Jornal Estado de Minas

POLÍTICA

Em MG, deputados bolsonaristas defendem remédios sem eficácia comprovada contra COVID-19

Mapa informativo que mostra a situação de Minas Gerais com o COVID-19 (foto: Mapa informativo que mostra a situação de Minas Gerais com o COVID-19)
Em Minas Gerais, o deputado estadual Bruno Engler (PRTB) e o deputado federal Junio Amaral (PSL), apoiadores do presidente Jair Bolsonaro (sem partido), ignoram recomendações de especialistas e fazem propaganda pelo uso associado de hidroxicloroquina e azitromicina como um suposto tratamento de pacientes com COVID-19Nenhum dos dois medicamentos, porém, tem eficácia comprovada no combate ao novo coronavírus.



Embora tenham feito essas recomendações, os parlamentares não possuem formação médica. Junio Amaral, de 33 anos, é cabo da Polícia Militar. Já Bruno Engler, 23, é descrito como “coordenador do Movimento Direita Minas” no site da Assembleia Legislativa de Minas Gerais (ALMG).

Na última semana, os dois publicaram um vídeo nas redes sociais em que afirmam ter enviado ao governador Romeu Zema (Novo) e ao secretário de estado de Saúde Carlos Eduardo Amaral um protocolo para “recomendar” o uso combinado de hidroxicloroquina e azitromicina contra a COVID-19 em Minas Gerais. Segundo eles, o documento também foi encaminhado às prefeituras dos 853 municípios mineiros.

“A gente sabe que este é um vírus novo e que não tem um tratamento 100% certeiro para combatê-lo”, admite o próprio Bruno Engler, no vídeo, antes de defender o suposto tratamento. O deputado menciona a médica Vânia Brilhante, do Pará, para defender que os medicamentos têm se mostrado eficazes.


“Eu tenho certeza que pode, acredito, ajudar muito em relação ao combate a esse vírus que tanto tem nos prejudicado”, defendeu Junio Amaral. As principais autoridades de saúde mundiais, porém, afirmam categoricamente que ainda não há nenhum tipo de comprovação científica sobre a eficácia desses medicamentos.

Entradas de dados

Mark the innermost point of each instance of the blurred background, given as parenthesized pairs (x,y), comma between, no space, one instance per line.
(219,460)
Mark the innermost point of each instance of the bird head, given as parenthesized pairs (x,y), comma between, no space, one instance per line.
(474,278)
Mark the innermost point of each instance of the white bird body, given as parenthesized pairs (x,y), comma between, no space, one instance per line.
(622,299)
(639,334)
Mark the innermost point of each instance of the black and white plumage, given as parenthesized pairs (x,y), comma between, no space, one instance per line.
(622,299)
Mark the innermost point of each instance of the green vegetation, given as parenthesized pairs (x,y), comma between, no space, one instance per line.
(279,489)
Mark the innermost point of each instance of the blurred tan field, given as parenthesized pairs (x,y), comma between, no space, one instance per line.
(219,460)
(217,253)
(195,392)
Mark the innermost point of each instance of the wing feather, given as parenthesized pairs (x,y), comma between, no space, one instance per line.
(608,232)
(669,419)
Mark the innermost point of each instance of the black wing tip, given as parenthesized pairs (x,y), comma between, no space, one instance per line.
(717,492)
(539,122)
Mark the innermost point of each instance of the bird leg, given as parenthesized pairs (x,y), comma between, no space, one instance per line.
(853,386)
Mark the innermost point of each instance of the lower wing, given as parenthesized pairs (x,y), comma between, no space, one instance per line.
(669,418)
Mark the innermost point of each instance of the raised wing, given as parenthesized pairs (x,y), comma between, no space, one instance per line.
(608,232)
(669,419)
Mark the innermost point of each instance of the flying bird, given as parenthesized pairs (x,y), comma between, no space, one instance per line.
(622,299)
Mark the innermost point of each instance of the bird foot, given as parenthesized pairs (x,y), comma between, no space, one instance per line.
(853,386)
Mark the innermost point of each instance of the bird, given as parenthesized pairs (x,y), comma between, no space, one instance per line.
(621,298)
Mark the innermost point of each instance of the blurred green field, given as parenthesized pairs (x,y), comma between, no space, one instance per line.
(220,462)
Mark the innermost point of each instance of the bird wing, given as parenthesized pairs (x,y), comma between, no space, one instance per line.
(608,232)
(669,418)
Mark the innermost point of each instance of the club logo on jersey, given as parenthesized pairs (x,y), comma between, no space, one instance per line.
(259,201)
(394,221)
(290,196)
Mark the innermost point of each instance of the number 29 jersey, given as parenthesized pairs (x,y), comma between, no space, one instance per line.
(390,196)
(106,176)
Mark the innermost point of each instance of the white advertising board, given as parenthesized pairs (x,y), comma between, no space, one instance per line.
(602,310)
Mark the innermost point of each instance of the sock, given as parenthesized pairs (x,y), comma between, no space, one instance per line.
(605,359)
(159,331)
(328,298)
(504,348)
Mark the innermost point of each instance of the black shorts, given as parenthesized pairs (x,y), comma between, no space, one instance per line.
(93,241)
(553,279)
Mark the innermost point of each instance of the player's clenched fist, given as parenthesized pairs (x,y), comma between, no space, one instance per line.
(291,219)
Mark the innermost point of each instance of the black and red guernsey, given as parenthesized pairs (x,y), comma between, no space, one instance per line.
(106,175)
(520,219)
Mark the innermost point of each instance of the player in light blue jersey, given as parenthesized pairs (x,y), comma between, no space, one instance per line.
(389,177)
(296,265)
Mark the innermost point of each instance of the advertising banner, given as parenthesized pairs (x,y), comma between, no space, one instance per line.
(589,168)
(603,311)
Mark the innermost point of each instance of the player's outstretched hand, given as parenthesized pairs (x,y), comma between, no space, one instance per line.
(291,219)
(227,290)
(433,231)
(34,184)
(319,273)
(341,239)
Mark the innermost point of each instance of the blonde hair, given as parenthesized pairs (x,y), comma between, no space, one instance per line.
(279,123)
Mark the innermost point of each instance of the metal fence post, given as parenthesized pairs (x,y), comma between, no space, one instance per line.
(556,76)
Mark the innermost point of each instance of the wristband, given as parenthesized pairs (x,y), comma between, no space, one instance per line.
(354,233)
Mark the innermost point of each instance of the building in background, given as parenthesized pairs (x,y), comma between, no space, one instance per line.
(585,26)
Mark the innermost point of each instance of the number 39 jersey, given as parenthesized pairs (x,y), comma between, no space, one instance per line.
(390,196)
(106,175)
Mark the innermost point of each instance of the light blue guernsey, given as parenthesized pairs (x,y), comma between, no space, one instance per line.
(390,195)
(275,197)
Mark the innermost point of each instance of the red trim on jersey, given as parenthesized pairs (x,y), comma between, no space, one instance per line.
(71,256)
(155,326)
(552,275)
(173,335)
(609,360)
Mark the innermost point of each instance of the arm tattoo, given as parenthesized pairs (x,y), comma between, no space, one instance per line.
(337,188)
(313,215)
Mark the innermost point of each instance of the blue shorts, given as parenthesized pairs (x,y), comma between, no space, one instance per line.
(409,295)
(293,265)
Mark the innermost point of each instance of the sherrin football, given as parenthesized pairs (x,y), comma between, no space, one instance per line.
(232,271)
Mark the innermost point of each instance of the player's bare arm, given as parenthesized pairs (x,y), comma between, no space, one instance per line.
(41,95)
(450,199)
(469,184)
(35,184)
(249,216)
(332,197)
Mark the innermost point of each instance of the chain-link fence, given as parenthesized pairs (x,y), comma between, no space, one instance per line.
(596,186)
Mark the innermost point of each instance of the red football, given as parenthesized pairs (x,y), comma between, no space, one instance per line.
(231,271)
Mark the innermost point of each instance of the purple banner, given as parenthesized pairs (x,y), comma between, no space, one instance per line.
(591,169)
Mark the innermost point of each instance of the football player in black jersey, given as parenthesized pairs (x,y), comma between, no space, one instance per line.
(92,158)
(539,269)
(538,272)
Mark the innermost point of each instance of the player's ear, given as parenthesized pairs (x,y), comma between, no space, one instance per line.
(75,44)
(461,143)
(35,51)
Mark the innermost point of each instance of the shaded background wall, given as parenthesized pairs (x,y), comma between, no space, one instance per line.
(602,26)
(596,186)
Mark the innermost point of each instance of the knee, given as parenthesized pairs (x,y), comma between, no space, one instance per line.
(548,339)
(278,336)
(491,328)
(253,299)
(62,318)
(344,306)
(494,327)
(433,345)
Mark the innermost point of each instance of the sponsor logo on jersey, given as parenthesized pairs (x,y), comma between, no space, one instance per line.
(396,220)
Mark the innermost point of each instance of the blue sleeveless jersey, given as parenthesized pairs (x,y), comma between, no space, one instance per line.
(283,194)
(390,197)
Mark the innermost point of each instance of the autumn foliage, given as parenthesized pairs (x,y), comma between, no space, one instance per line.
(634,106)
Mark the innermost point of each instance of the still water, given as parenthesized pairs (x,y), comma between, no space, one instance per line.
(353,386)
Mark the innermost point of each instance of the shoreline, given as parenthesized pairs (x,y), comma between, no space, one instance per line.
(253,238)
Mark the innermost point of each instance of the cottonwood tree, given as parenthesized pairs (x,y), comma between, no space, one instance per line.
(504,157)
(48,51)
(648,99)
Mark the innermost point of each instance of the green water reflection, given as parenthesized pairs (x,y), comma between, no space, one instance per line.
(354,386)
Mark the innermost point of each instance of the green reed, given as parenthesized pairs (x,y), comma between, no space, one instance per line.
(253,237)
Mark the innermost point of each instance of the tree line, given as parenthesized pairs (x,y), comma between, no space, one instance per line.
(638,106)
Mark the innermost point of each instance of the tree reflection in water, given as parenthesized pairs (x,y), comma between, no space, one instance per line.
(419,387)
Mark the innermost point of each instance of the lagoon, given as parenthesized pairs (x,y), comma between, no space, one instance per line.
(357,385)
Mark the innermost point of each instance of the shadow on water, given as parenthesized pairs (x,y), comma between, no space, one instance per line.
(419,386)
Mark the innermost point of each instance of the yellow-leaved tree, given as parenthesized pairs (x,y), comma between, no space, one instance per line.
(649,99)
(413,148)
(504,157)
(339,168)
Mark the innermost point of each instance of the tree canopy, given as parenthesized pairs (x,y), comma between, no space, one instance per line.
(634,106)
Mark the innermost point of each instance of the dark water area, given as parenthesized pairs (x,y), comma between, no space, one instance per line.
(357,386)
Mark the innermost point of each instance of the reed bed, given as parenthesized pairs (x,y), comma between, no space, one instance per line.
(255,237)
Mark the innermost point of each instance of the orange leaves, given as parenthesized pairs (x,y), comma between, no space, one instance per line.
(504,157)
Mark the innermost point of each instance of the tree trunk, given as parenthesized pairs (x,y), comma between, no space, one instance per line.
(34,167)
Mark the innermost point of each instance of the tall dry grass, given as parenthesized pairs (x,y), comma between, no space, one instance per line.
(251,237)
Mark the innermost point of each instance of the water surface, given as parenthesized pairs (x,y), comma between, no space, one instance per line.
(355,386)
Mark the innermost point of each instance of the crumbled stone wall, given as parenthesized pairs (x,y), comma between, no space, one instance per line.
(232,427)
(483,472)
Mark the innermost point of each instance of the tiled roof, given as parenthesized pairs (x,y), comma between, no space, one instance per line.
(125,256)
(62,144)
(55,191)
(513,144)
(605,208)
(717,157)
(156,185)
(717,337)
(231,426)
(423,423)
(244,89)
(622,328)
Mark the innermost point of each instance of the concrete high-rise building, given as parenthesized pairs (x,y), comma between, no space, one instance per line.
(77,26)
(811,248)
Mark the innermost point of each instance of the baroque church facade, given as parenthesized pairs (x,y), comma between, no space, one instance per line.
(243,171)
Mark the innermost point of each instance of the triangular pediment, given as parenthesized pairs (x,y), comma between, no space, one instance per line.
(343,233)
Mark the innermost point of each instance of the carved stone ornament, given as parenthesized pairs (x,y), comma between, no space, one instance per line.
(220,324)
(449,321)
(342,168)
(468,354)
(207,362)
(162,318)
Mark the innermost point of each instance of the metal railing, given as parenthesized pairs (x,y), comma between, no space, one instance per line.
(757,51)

### ATIVIDADE
Devolva, sem nenhuma alteração, o trecho da reportagem sobre os deputados mineiros e a COVID-19 que vai de "Em Minas Gerais, o" a "Minas Gerais (ALMG).".

### RESULTADO DO EXERCÍCIO
Em Minas Gerais, o deputado estadual Bruno Engler (PRTB) e o deputado federal Junio Amaral (PSL), apoiadores do presidente Jair Bolsonaro (sem partido), ignoram recomendações de especialistas e fazem propaganda pelo uso associado de hidroxicloroquina e azitromicina como um suposto tratamento de pacientes com COVID-19Nenhum dos dois medicamentos, porém, tem eficácia comprovada no combate ao novo coronavírus.



Embora tenham feito essas recomendações, os parlamentares não possuem formação médica. Junio Amaral, de 33 anos, é cabo da Polícia Militar. Já Bruno Engler, 23, é descrito como “coordenador do Movimento Direita Minas” no site da Assembleia Legislativa de Minas Gerais (ALMG).